If you have kids, you’ve likely been through a case or two of ‘are we there yet?’ and like all parents who are presented with the question, you probably answered ‘almost there…’ knowing that it’ll be a while yet.
Somehow it feels that way with the ongoing pandemic. Last week alone we saw multiple cases show up in our schools and we have the hospital outbreak. As of Sunday, there were 28 patients and 51 staff who tested positive at RIH (update: there are now 91 people affected, staff and patients.)
Sahali Secondary sent out multiple notices of COVID-19 exposure (they have had the most cases so far.) Cases popped up in other schools too, including elementary schools. In total, eight Kamloops schools have had potential exposures. We are told of potential exposures but not about confirmed cases, which there have been a few. Such secrecy has no place in a pandemic.
We don’t know for sure whether it’s students or adults (staff/teachers) who tested positive, but we kind of do because word gets out. There are students who tested positive and are isolating at home, their families in quarantine.
So much for that perceived protective shield surrounding our children. And in the same breath, unfortunately – so much for the peace of mind of teachers and staff. Yes, kids can and do spread the virus, and sometimes they themselves develop symptoms. And yet, we send our kids to school and staff and teachers show up for work, hoping they won’t contract the virus. Some do unfortunately, and there are repeated calls to reduce class sizes, to have transparency regarding COVID cases, and to have teachers vaccinated sooner.
Meanwhile, here’s an easy one: a classroom mandatory mask policy. Not having one is bewildering and irresponsible. While not entirely efficient, masks do decrease the risk of transmission. The explanation, according to our local school district, is that schools are ‘controlled environments, and not public spaces.’
Philosophical debates notwithstanding, I dare say schools are public spaces. Kids and staff encounter many other people in the community, some more than others.
Another point in need of updating states that ‘Provincial health data confirms that increasing mask use in schools is not necessary because COVID-19 is primarily transmitted in home-like settings and in unstructured community settings.’ Well, we now know that the virus does spread in schools.
Back in October, a private school in Kelowna reported their first case of COVID-19, which became 11 in no time. As a result, the school closed for 14 days. Some rolled their eyes, others applauded.
Why don’t we apply the same, more so when we see school cases rising, and when the community is also dealing with a hospital outbreak, and when we are being warned of the new variants making their way into our communities?
Why don’t we at least see a mandatory mask policy being set in place to protect teachers and students and why do we continue to assume that just by isolating the positive cases and their immediate contacts we can control the spread when that’s evidently not working as planned.
If we’ve learned one thing about this virus is that it travels, faster and father than we realize. It sneaks into public places, schools included.

(Extracted records)
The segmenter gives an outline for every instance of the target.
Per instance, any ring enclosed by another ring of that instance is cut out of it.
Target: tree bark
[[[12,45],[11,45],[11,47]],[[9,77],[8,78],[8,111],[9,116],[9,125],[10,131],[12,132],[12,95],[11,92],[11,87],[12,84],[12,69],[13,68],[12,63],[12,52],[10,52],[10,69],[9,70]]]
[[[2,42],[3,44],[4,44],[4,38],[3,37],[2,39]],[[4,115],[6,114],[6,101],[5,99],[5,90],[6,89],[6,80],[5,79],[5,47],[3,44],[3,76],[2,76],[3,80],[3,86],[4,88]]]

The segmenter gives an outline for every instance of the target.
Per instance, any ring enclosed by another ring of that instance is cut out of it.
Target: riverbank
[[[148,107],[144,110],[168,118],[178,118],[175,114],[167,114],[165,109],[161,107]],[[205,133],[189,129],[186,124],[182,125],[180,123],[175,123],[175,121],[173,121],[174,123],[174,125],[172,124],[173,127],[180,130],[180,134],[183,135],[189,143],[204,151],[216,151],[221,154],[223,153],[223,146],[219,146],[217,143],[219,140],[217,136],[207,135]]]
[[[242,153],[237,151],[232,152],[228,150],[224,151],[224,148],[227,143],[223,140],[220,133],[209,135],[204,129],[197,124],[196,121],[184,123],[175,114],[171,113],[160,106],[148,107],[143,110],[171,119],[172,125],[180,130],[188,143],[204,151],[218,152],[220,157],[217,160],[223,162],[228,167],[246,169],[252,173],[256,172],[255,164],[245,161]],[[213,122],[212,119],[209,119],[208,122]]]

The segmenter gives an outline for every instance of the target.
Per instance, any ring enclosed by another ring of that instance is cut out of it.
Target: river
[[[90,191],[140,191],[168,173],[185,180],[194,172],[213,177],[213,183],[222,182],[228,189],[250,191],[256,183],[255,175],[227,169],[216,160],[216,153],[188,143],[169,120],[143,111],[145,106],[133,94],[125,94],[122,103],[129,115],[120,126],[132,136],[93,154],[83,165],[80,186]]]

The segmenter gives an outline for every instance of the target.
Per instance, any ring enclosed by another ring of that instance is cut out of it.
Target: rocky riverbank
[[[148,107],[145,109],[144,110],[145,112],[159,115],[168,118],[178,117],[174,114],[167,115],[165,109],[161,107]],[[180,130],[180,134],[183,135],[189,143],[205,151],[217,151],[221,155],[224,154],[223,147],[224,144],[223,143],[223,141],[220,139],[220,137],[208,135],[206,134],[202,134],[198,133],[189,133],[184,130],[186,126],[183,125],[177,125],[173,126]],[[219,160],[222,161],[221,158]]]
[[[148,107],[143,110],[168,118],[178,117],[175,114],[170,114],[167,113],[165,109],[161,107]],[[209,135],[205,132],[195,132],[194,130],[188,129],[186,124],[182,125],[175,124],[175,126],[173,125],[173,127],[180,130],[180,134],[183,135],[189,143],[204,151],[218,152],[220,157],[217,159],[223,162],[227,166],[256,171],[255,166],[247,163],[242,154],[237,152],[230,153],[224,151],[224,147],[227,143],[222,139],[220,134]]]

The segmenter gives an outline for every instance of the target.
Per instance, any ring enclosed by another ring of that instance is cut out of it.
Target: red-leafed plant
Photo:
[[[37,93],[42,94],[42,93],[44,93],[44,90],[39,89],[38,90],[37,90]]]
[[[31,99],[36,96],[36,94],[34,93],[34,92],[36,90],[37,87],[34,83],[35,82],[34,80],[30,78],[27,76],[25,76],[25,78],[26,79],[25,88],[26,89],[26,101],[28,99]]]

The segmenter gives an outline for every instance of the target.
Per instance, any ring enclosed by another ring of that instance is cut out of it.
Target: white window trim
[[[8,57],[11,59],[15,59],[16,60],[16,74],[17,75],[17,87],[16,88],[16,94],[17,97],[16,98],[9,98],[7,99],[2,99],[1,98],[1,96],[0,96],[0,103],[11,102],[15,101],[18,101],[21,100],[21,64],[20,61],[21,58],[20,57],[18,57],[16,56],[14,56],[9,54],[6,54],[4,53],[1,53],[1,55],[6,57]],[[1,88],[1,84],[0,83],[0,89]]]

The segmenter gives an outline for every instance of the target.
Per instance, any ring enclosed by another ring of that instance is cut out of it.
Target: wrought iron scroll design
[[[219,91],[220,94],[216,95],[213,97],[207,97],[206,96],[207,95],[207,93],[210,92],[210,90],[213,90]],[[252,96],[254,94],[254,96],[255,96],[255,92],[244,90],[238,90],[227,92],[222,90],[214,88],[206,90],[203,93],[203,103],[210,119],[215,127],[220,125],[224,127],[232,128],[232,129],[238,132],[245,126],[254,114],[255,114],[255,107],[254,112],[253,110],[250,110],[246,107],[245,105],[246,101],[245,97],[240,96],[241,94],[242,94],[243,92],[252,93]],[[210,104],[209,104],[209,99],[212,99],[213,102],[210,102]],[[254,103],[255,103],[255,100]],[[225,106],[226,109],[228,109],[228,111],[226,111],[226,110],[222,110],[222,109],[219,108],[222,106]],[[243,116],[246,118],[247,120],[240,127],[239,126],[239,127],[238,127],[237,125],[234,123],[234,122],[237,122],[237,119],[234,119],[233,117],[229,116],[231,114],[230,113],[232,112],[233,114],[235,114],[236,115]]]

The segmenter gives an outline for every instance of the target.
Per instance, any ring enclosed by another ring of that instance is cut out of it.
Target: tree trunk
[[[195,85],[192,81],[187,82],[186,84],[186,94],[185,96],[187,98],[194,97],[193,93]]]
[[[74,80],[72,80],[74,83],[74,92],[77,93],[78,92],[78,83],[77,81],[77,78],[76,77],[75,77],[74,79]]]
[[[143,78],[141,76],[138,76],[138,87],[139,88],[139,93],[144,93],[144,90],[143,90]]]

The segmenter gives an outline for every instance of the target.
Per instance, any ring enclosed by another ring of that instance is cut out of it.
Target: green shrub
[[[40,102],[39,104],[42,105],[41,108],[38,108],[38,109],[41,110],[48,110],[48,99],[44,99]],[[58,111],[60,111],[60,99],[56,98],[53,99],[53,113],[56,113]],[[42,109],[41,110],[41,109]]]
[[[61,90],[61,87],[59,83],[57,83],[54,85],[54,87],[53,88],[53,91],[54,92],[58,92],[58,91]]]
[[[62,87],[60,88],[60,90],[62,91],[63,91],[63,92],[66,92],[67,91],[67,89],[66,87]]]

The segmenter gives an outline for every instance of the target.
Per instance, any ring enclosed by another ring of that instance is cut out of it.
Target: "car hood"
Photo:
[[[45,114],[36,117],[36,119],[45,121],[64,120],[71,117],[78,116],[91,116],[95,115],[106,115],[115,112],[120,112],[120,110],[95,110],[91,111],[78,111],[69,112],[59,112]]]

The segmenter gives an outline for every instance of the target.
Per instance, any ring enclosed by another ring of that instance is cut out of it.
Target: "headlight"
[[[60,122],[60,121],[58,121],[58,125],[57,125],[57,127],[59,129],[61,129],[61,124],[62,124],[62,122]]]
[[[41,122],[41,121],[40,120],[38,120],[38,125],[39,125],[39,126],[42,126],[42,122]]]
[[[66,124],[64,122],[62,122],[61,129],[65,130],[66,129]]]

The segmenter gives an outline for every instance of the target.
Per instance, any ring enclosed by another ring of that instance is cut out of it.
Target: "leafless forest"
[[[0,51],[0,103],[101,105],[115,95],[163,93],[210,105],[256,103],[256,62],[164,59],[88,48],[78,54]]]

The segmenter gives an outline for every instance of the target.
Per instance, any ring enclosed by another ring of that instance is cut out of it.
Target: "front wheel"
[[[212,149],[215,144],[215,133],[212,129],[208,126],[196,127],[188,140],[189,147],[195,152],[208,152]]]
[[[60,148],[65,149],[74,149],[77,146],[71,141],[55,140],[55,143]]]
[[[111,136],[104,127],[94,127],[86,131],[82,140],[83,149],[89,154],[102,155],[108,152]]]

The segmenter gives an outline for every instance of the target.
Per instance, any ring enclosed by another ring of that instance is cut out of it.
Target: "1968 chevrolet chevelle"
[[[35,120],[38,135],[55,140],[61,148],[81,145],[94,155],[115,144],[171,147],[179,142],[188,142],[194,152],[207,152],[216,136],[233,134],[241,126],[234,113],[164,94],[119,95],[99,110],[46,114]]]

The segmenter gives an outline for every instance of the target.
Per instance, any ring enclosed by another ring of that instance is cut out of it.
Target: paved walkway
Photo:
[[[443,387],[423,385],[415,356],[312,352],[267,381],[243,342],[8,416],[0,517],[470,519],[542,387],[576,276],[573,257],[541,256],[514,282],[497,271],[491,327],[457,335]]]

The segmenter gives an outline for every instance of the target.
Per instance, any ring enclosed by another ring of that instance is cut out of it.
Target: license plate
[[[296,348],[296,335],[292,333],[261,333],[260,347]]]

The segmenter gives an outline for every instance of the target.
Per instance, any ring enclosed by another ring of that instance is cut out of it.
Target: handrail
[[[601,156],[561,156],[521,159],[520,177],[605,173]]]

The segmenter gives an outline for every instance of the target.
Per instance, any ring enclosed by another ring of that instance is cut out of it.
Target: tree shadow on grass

## ACTIVITIES
**1)** According to the column on COVID-19 in Kamloops schools, how many Kamloops schools have had potential exposures?
**2)** Carry the column on COVID-19 in Kamloops schools forward past its final sentence.

## WRITTEN RESPONSES
**1)** Eight Kamloops schools have had potential exposures.

**2)**
As for the new variants, that’s another level altogether. Viruses mutate, and they do it particularly well in places where the spread has not been dealt with (countries such as Brazil, South Africa, the U.S. and the U.K.).
The mitigation measures the province has applied so far have worked somewhat, but no matter how positive you want to be, here’s the sober reality: we’re not doing well. We have sailed out of the first wave straight into the second and now we’re being warned of the third.
We’re being asked to ‘double-down and do more’ by the provincial health authority. Those who have been reducing their bubble size to nil and observing all measures are asking what more they could do? The new travel restrictions announced by the federal government are a step in the right direction, aiming to discourage traveling, but is that enough?
We hear success stories from countries like New Zealand, Taiwan and Australia. They went all the way with full lockdowns and aimed for eradication rather than risk mitigation. New cases are treated with urgency and, most importantly, full transparency.
That gives us reason to sigh realizing we’re not out of danger zone, but it also gives us reason to hope that things could get better with proper, stricter measures in place.
Harsh they may be but imagine the freedom we’d be able to enjoy after a few weeks, compared to what now has been a year of suppressive measures that have not seen case numbers go down. Imagine getting back to a level of normalcy, our economy included, rather than living with the spectrum of yet another pandemic wave and more community outbreaks.
As far as schools are concerned, what about temporary closures in schools that have had exposure cases pop up? What about more aggressive testing when the spread is unexpectedly high?
What about full transparency by the regional health authority regarding the exact number of cases and where they occur in our community?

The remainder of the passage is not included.